A verbatim transcript of the lines below, starting at the first and ending with the one that holds "Each instance of the angel", is what should be produced.

• [PROVIDED DATA]
━━━━━━━━━━━━━━━━
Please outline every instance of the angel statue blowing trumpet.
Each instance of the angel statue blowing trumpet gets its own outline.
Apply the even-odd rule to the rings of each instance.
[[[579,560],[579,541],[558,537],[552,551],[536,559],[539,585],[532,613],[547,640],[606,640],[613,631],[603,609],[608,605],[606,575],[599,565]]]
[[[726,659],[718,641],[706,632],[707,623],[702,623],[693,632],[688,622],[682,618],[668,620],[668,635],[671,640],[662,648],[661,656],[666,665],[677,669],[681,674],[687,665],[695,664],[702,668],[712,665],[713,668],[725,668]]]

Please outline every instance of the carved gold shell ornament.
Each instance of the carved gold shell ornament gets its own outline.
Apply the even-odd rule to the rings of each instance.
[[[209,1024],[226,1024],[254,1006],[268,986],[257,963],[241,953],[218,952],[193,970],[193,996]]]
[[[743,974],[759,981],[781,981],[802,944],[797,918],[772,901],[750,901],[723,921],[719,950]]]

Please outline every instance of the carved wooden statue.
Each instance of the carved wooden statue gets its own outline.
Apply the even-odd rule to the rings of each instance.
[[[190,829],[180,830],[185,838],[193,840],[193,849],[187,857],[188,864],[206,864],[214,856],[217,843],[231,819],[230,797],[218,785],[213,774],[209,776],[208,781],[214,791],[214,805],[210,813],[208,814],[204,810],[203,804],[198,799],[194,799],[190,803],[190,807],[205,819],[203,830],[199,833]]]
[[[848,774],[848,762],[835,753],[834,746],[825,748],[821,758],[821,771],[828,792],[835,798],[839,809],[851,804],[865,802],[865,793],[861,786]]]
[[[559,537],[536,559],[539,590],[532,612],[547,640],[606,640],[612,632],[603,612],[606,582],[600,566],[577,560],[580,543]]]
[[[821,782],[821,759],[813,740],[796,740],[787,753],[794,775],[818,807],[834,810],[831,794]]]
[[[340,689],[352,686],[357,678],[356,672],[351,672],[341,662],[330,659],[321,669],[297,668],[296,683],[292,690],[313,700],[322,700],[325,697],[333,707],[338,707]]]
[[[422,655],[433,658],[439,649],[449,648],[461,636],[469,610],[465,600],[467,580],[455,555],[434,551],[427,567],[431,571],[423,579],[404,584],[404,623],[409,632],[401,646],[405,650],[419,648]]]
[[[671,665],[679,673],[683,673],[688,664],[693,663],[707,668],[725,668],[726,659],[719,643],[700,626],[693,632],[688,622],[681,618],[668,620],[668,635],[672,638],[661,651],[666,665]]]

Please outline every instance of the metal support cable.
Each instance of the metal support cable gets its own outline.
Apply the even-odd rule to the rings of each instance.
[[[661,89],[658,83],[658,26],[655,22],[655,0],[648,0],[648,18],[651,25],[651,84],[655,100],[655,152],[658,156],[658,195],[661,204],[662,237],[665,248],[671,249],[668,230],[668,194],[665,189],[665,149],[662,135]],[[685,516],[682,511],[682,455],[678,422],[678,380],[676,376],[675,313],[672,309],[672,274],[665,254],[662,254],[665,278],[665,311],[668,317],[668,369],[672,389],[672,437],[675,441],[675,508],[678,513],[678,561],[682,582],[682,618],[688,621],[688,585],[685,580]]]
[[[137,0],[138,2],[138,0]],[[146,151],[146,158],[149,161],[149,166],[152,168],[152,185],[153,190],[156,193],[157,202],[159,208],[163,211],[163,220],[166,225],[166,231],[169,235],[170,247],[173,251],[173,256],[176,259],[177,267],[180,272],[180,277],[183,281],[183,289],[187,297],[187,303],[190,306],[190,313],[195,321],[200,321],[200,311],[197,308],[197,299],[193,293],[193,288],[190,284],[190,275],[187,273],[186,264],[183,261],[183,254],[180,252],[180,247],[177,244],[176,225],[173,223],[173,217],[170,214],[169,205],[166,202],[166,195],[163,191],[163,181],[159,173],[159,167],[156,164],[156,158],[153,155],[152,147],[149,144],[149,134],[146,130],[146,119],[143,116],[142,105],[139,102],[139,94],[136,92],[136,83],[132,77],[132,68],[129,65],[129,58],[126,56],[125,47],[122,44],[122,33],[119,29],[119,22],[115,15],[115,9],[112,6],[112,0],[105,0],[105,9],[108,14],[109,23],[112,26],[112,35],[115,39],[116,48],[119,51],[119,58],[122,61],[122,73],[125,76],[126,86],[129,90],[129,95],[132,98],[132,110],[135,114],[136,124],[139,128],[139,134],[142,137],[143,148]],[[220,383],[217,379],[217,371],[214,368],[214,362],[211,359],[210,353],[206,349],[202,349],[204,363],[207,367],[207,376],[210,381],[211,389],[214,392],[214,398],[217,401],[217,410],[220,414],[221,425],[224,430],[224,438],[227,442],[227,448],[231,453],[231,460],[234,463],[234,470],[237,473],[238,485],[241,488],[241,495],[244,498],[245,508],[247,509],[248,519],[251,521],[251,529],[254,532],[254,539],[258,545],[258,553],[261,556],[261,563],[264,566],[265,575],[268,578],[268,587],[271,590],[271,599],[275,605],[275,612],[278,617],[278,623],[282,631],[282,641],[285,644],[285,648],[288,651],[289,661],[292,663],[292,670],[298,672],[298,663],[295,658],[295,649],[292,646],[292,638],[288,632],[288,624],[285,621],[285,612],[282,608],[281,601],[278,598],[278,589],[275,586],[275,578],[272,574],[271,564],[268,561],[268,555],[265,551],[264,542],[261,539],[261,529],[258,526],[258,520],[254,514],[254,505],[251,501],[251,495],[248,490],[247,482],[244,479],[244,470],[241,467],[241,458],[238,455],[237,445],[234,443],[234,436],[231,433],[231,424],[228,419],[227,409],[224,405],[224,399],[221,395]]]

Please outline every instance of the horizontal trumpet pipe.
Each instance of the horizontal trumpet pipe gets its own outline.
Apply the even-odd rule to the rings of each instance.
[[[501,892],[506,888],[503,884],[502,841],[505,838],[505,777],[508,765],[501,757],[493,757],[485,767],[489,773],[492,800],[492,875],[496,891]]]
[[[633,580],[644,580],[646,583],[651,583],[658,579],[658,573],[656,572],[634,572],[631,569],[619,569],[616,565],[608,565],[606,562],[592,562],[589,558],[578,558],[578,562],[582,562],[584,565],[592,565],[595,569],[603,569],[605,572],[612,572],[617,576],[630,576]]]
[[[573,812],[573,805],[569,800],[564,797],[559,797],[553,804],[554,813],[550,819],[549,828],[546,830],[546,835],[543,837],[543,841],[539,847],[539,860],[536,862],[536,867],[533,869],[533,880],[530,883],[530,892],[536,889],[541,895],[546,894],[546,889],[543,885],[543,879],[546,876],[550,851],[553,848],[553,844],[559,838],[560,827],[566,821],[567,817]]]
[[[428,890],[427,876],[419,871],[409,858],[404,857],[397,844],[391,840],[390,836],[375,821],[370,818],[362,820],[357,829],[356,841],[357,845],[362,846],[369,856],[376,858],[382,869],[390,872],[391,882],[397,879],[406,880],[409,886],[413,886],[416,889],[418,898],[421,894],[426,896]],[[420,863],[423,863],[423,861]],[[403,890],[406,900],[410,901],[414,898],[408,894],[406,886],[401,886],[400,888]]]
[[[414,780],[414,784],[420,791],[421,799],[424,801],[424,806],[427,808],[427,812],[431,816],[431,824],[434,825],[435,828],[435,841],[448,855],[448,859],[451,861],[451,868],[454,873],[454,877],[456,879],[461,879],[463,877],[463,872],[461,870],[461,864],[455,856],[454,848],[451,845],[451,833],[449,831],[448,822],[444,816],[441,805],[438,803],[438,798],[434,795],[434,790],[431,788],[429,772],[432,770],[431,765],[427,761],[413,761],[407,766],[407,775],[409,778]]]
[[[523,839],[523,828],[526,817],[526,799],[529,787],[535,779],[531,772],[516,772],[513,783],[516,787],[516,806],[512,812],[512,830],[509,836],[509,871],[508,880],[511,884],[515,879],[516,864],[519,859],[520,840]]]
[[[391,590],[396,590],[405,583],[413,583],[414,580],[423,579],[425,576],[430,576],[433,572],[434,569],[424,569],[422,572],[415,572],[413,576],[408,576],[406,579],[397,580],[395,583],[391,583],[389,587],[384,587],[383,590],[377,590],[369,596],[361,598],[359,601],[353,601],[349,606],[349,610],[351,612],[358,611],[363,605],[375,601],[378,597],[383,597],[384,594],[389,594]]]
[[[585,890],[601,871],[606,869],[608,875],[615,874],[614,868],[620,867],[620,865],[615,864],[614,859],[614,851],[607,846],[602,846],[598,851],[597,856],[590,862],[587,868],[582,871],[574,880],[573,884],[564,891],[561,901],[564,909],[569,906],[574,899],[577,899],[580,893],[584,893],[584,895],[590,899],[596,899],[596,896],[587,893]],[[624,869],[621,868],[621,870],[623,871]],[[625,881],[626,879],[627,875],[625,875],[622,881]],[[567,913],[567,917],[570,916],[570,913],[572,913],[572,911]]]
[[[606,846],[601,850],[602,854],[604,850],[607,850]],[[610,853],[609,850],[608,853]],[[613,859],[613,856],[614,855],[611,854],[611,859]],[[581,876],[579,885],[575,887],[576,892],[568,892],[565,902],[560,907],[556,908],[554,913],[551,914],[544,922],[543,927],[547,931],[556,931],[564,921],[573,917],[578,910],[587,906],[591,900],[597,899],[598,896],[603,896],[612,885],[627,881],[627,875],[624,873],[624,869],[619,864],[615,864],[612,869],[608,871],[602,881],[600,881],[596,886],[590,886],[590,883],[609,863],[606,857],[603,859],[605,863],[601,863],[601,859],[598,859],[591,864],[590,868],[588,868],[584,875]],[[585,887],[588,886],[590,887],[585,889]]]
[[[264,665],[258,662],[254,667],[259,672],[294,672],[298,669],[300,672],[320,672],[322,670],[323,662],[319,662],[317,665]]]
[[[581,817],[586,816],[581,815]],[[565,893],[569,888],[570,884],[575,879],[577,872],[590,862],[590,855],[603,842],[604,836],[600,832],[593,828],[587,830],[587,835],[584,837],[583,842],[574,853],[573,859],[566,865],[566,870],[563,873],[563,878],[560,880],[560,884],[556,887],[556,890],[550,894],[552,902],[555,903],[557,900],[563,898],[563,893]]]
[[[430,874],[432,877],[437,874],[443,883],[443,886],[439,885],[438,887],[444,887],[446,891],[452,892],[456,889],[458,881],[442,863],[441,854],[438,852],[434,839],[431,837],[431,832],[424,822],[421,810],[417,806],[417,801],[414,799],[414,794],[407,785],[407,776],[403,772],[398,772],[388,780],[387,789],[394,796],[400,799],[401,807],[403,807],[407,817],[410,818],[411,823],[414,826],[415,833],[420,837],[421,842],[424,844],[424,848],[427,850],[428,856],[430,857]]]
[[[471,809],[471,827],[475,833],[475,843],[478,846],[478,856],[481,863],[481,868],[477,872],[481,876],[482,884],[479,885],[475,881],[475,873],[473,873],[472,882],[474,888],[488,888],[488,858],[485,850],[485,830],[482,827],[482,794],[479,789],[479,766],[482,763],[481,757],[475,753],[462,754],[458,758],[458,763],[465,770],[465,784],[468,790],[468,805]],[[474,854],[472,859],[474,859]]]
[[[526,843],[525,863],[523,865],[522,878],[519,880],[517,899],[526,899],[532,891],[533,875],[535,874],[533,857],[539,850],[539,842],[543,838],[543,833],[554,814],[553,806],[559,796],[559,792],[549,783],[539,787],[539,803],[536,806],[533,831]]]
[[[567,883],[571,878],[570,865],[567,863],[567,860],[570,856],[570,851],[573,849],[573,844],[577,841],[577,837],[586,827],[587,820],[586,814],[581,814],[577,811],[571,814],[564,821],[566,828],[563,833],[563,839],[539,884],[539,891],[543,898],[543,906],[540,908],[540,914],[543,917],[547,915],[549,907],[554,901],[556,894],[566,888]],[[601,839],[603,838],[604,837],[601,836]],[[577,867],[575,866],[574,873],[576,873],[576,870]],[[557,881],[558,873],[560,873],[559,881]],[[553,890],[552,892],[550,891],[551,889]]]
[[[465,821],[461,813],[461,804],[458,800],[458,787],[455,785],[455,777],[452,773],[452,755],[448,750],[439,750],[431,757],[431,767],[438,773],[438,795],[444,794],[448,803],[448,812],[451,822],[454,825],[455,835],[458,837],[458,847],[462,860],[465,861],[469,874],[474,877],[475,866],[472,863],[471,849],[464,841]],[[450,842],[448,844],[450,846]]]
━━━━━━━━━━━━━━━━
• [ANSWER SPACE]
Please outline every instance of the angel statue blowing trumpet.
Each instance of the angel statue blowing trumpet gets its own outline.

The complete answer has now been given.